## EXTRAIT SOURCE

Il y a une grande différence entre un bon et un mauvais médecin, mais il y en a très peu entre un bon médecin et pas du tout.
Arthur Young – Voyages en France – Année 1787 (Editions Taillandier p. 164)
On peut considérer en lisant la date à la quelle fut écrit ce passage que Young vise l’état d’arriération où était encore restée la médecine en 1787 : en effet si les médecins étaient tout juste bons à hâter la mort de leurs patients, mieux valait ne pas en avoir du tout (1).
Mais on peut se dire aussi – en lisant l’ouvrage de Young – que ce qu’il exprime là est directement inspiré par sa conception libérale de la vie et de la société. La nature est selon lui le meilleur moyen de conserver la santé, et le rôle de la médecine est de faciliter son influence. Autant dire qu’elle doit être essentiellement hygiéniste.

## CONSIGNES DE L'EXERCICE
a) D'après l'extrait ci-dessus, quel est, selon Young, le meilleur moyen de conserver la santé ?
b) Reproduisez fidèlement le passage de l'extrait en commençant par « Il y a une grande » et en poursuivant jusqu'à « du tout (1). ».

## Données d'ancrage appuyées sur des images

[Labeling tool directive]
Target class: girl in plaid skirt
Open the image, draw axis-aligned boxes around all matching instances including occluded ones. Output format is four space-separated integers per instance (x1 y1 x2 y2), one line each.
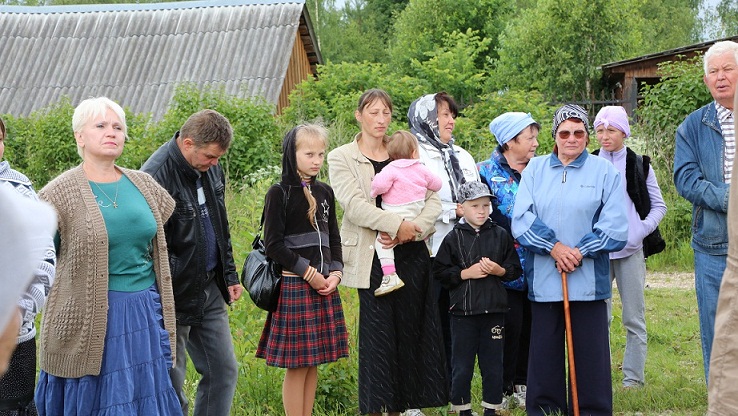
256 124 348 416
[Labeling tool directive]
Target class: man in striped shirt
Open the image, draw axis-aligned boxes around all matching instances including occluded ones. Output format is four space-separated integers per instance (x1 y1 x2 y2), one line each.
674 41 738 381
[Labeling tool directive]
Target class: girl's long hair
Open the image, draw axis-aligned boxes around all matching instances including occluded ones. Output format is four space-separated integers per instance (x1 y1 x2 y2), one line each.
295 124 328 230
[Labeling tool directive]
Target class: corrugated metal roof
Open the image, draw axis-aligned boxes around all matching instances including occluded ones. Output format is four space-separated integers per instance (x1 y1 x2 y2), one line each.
0 0 319 119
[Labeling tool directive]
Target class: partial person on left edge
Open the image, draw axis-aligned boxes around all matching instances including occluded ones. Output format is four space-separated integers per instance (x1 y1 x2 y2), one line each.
35 97 182 416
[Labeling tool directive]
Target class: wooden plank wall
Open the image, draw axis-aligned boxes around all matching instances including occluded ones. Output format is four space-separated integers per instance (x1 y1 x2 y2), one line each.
277 31 314 114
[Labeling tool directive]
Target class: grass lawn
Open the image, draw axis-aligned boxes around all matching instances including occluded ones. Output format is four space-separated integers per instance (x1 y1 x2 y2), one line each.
180 277 707 416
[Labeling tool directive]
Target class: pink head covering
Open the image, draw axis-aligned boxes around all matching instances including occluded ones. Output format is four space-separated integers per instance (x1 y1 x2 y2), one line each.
594 105 630 137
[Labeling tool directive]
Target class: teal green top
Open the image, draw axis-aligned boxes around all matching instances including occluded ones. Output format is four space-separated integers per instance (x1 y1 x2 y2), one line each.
90 175 156 292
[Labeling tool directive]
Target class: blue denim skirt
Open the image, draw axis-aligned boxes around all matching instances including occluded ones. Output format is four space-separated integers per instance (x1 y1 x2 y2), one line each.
35 284 182 416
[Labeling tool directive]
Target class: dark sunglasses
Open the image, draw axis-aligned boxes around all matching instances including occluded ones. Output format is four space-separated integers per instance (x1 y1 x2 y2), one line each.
556 130 587 140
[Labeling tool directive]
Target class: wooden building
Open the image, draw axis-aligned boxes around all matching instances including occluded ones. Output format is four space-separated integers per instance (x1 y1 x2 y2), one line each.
601 36 738 115
0 0 322 119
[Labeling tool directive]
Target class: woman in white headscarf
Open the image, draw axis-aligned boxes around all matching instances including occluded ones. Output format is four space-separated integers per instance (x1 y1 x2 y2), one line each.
407 92 479 406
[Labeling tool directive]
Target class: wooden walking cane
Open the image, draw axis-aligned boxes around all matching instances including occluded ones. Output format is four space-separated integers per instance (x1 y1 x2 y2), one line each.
561 272 579 416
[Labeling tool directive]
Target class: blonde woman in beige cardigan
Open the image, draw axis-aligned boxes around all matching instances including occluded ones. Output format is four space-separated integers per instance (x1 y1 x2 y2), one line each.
35 97 182 416
328 89 448 415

## RÉPONSES ATTENDUES
a) La nature.

b)
Il y a une grande différence entre un bon et un mauvais médecin, mais il y en a très peu entre un bon médecin et pas du tout.
Arthur Young – Voyages en France – Année 1787 (Editions Taillandier p. 164)
On peut considérer en lisant la date à la quelle fut écrit ce passage que Young vise l’état d’arriération où était encore restée la médecine en 1787 : en effet si les médecins étaient tout juste bons à hâter la mort de leurs patients, mieux valait ne pas en avoir du tout (1).